Q: When would you use dimensionality reduction, and which technique?
A: For compression and denoising before a downstream model (PCA when the structure is roughly linear), for visualization of high-dimensional data (t-SNE and UMAP, where UMAP often preserves more global structure than t-SNE), and to break the Distance calculation issues that hurt high-dimensional K-Nearest Neighbors or K-means clustering. Avoid using t-SNE distances as features; the algorithm optimizes for local neighborhoods, and the distances it produces aren’t meaningful. See Dimensionality Reduction.

Production and deployment

Q: What is training-serving skew, and how do you catch it?
A: The offline pipeline and the online feature service compute features differently — different libraries, different missing-value handling, timezone mismatches, clipping or scaling applied in one but not the other. Catch it by logging served features and replaying them through the training pipeline, comparing distributions, and running a shadow model in production before launch.

- **Task description**:
In the machine learning Q&A, which technique often preserves more global structure than t-SNE?

- **Dataset records**:

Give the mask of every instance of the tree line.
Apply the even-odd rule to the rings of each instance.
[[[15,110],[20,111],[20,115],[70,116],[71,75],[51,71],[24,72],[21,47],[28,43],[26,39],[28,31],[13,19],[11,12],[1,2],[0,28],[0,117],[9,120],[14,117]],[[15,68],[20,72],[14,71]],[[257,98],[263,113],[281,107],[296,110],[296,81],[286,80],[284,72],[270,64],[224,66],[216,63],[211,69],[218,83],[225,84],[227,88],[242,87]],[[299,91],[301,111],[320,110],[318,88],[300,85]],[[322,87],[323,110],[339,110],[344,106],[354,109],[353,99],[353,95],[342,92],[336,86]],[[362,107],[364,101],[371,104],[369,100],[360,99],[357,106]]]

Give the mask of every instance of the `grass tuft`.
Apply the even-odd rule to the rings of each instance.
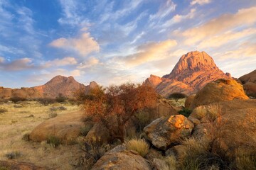
[[[143,157],[149,153],[149,146],[144,140],[132,139],[124,143],[127,149],[136,151]]]

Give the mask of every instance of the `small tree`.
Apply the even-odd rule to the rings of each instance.
[[[127,83],[95,88],[85,99],[85,108],[94,120],[107,127],[112,139],[124,142],[126,123],[138,110],[153,106],[156,98],[151,86]]]
[[[186,98],[186,94],[181,93],[173,93],[169,96],[169,98],[174,98],[177,102],[178,99]]]

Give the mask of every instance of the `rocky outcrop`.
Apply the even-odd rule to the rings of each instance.
[[[33,142],[42,142],[54,136],[63,143],[68,143],[80,135],[84,118],[85,114],[82,110],[58,115],[36,126],[29,137]]]
[[[214,106],[220,109],[220,116],[213,122],[196,125],[193,135],[211,139],[212,152],[231,160],[239,151],[243,152],[243,157],[256,153],[256,101],[222,101],[212,104]]]
[[[249,96],[256,98],[256,69],[239,78]]]
[[[158,118],[144,129],[147,137],[156,147],[166,150],[181,139],[189,137],[193,124],[182,115]]]
[[[190,108],[194,108],[201,105],[207,105],[219,101],[234,99],[249,99],[242,86],[235,80],[220,79],[208,84],[196,95]]]
[[[93,166],[92,170],[151,170],[149,162],[137,152],[122,150],[109,152],[102,157]]]
[[[0,98],[9,99],[15,97],[27,99],[55,98],[60,95],[65,98],[73,98],[75,91],[82,89],[87,94],[90,89],[97,86],[95,81],[85,86],[76,81],[73,76],[57,76],[42,86],[14,89],[0,87]]]
[[[169,74],[161,78],[151,76],[145,83],[151,83],[164,96],[174,92],[190,95],[212,81],[229,77],[230,74],[218,69],[206,52],[194,51],[183,55]]]

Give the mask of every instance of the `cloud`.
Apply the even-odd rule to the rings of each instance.
[[[186,19],[192,19],[194,18],[196,13],[196,8],[191,8],[189,13],[186,15],[179,15],[176,14],[170,20],[166,21],[163,25],[161,26],[161,28],[169,28],[175,23],[180,23]]]
[[[221,35],[210,37],[207,40],[200,42],[198,47],[204,49],[206,47],[217,47],[228,42],[232,42],[250,35],[256,35],[256,28],[248,28],[240,32],[227,31]]]
[[[199,5],[204,5],[204,4],[207,4],[211,2],[211,0],[193,0],[191,2],[191,5],[196,5],[196,4],[199,4]]]
[[[78,69],[85,69],[88,67],[91,67],[92,66],[97,65],[100,63],[100,60],[95,57],[91,57],[87,61],[80,63],[78,67]]]
[[[206,38],[210,38],[241,26],[243,28],[250,26],[256,23],[255,16],[256,7],[240,9],[235,14],[224,14],[198,27],[186,30],[182,35],[186,38],[186,45],[193,45]]]
[[[0,60],[0,69],[4,71],[21,71],[35,69],[30,58],[21,58],[10,62],[6,62],[4,57]]]
[[[50,66],[66,66],[74,65],[78,63],[77,60],[74,57],[66,57],[63,59],[55,59],[51,61],[48,61],[44,64],[45,67],[48,67]]]
[[[176,4],[171,0],[167,0],[165,4],[161,5],[158,12],[154,15],[150,15],[149,20],[161,19],[168,16],[171,12],[175,11]]]
[[[78,38],[60,38],[51,42],[50,45],[75,50],[82,57],[85,57],[92,52],[100,51],[100,45],[89,33],[82,33]]]
[[[158,60],[166,57],[171,47],[177,42],[167,40],[159,42],[149,42],[137,47],[137,52],[121,59],[129,67],[134,67],[147,62]]]

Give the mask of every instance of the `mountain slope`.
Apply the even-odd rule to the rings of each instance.
[[[151,75],[145,83],[154,86],[156,91],[164,96],[174,92],[189,95],[198,91],[208,82],[228,77],[230,77],[230,74],[221,71],[206,52],[193,51],[183,55],[170,74],[161,78]]]
[[[67,98],[73,98],[73,93],[82,89],[88,92],[91,88],[98,86],[95,81],[85,86],[76,81],[73,76],[65,77],[56,76],[44,85],[21,89],[0,87],[0,98],[8,99],[12,97],[24,98],[55,98],[59,95]]]

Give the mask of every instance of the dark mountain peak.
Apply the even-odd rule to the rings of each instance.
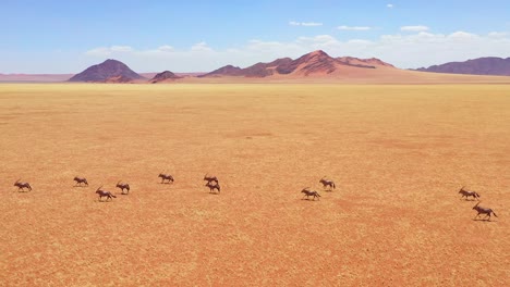
[[[447,73],[447,74],[471,74],[471,75],[495,75],[510,76],[510,58],[484,57],[470,59],[464,62],[448,62],[429,67],[420,67],[416,71]]]
[[[151,79],[150,79],[150,83],[158,83],[158,82],[163,82],[163,80],[173,80],[173,79],[178,79],[178,78],[182,78],[175,74],[173,74],[172,72],[170,71],[163,71],[159,74],[156,74],[156,76],[154,76]]]
[[[242,68],[233,65],[226,65],[199,77],[210,76],[242,76]]]
[[[280,74],[290,74],[300,67],[305,76],[314,73],[332,73],[336,70],[336,60],[323,50],[304,54],[296,60],[282,63],[277,67]]]
[[[143,78],[126,64],[118,60],[108,59],[100,64],[87,67],[82,73],[71,77],[69,82],[126,83]]]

- **Answer to this task**:
UMAP